Copy every line in the listing that contains "below".
★ ★ ★ ★ ★
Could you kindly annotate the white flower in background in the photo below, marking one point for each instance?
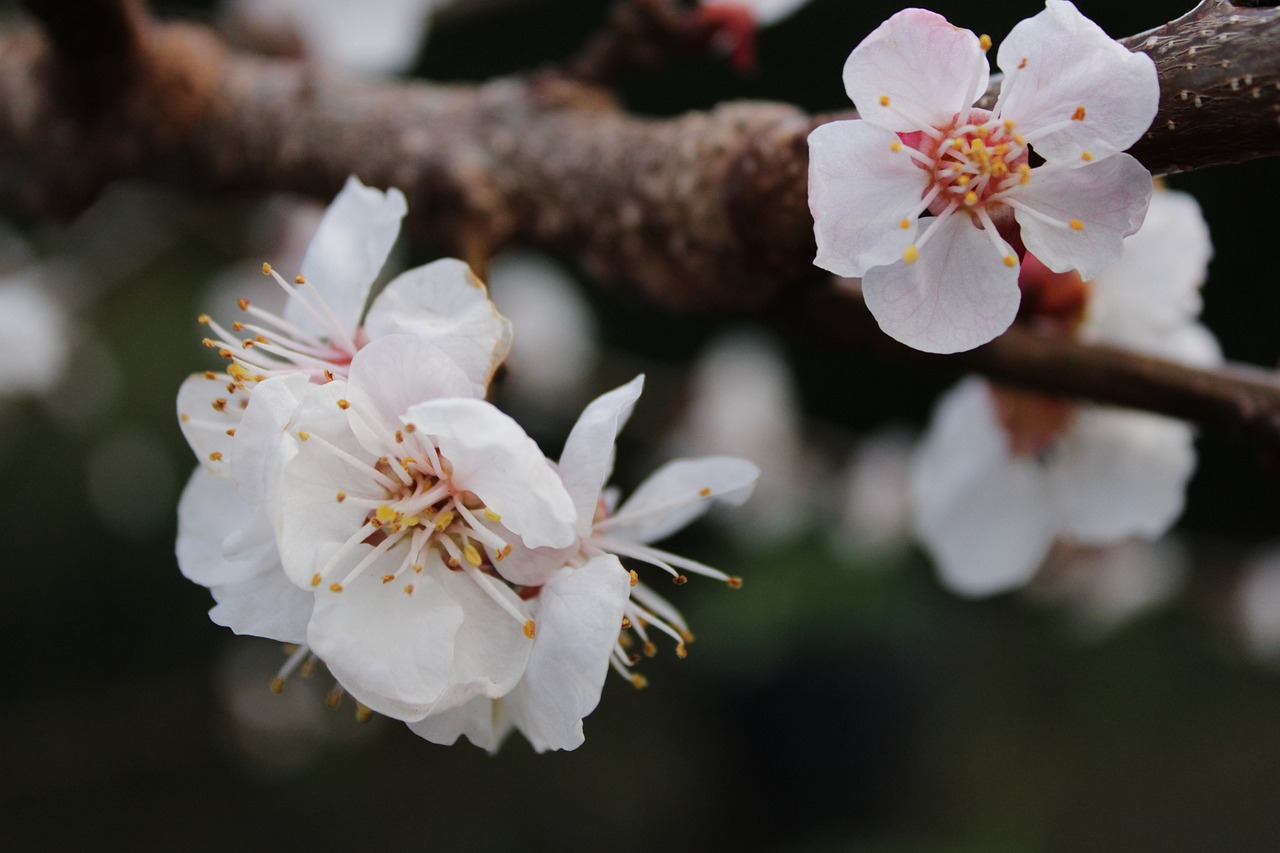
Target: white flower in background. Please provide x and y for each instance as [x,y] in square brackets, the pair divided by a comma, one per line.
[1002,474]
[743,402]
[1257,606]
[324,322]
[35,336]
[1105,588]
[370,37]
[950,282]
[581,591]
[554,351]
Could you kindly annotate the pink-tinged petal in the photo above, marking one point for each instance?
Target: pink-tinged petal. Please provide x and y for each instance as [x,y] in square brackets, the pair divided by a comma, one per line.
[958,295]
[1160,273]
[447,305]
[924,67]
[983,515]
[209,512]
[579,614]
[589,451]
[348,250]
[393,373]
[266,605]
[1107,200]
[389,649]
[677,493]
[1120,474]
[1072,89]
[206,410]
[483,721]
[860,191]
[493,457]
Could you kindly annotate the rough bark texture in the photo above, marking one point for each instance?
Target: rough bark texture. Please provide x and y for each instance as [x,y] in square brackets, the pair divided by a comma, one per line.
[703,211]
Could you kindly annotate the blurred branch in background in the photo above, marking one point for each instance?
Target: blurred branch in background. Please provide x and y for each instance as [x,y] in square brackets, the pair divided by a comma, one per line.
[705,211]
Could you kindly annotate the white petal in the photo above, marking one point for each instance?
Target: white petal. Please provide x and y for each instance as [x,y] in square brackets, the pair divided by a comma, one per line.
[493,457]
[389,649]
[579,614]
[983,515]
[266,605]
[1070,64]
[860,191]
[484,721]
[348,250]
[206,410]
[1164,263]
[924,65]
[1107,197]
[209,512]
[446,304]
[677,493]
[393,373]
[958,295]
[589,451]
[1120,474]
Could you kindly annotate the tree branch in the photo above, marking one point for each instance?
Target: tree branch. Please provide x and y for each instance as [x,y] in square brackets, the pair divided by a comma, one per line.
[705,211]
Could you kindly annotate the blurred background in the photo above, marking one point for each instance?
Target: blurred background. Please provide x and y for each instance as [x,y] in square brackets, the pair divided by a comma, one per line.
[840,701]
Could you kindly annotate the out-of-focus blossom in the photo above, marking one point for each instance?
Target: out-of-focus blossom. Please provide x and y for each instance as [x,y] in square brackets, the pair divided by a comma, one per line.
[370,37]
[554,349]
[949,282]
[743,402]
[1002,473]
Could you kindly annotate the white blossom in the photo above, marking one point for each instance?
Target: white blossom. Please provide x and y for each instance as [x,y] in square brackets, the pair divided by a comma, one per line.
[949,282]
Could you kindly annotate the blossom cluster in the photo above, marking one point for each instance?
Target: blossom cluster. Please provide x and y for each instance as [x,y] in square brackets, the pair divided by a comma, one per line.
[359,497]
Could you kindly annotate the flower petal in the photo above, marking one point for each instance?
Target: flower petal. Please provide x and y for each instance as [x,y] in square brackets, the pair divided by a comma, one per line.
[348,250]
[493,457]
[958,295]
[1059,63]
[391,651]
[1107,199]
[983,515]
[1120,474]
[446,304]
[677,493]
[860,191]
[484,721]
[579,614]
[589,451]
[927,68]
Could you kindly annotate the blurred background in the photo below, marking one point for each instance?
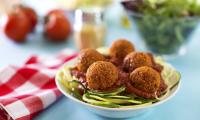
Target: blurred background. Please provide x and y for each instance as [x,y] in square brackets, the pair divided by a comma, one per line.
[169,28]
[164,27]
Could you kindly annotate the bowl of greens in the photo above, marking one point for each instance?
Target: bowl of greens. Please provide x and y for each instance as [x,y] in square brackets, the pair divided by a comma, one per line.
[164,25]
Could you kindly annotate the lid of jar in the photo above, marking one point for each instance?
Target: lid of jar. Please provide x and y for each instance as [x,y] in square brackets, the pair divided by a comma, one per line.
[89,15]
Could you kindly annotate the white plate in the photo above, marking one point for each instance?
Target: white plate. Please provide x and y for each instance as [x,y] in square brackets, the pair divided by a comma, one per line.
[113,112]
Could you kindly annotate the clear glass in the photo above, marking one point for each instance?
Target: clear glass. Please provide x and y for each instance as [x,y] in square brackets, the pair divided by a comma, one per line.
[89,29]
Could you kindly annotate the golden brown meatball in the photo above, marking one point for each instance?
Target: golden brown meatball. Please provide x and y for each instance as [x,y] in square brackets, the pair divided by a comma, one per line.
[121,48]
[145,79]
[101,75]
[87,57]
[136,59]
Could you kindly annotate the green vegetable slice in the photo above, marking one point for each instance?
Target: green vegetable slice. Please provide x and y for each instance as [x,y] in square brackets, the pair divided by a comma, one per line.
[87,99]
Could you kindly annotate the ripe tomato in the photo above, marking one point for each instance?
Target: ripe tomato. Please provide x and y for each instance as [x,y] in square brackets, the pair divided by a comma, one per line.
[57,27]
[17,26]
[30,13]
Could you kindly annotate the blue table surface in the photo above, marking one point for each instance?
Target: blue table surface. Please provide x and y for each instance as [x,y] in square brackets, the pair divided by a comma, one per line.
[184,106]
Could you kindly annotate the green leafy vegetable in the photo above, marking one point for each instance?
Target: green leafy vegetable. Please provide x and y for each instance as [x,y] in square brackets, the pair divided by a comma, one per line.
[165,25]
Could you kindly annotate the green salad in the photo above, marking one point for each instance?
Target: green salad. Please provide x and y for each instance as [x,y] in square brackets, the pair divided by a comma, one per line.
[116,98]
[165,25]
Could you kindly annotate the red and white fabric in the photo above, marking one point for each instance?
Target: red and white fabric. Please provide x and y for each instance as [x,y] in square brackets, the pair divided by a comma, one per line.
[28,89]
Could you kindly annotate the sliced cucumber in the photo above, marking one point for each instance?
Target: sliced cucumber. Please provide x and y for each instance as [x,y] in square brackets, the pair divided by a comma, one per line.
[87,99]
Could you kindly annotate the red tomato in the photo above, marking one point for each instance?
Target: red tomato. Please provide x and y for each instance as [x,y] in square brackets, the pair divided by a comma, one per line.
[17,26]
[30,13]
[57,27]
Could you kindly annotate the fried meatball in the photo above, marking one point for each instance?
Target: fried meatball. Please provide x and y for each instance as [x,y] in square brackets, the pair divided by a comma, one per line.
[136,59]
[121,48]
[87,57]
[101,75]
[145,79]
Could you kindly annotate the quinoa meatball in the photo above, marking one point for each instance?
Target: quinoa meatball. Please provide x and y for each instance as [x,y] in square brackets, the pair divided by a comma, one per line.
[145,79]
[87,57]
[136,59]
[121,48]
[101,75]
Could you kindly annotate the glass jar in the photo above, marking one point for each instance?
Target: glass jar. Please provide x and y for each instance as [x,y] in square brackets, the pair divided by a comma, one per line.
[89,29]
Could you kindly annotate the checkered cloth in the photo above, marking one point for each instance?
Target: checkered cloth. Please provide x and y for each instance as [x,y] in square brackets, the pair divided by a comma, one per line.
[26,90]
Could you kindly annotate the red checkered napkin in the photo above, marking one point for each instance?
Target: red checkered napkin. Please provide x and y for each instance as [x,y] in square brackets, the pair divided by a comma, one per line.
[26,90]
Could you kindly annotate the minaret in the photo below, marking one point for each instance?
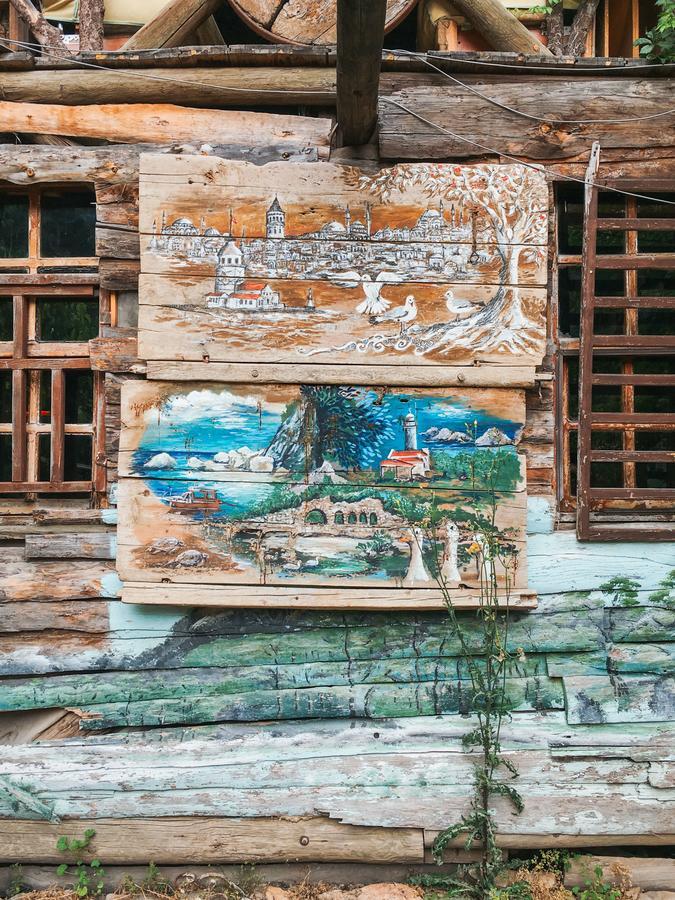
★ ★ ★ ★ ★
→ **ANSWER TO THIS EXERCISE**:
Could you kindly annotate the white flower in background in the photo below, marking one point for each instance?
Could you kindly annotate the blurred background in the photo below, marking one point for each instance?
Could you kindly annotate the minaret in the photo below, marking one point for each instance?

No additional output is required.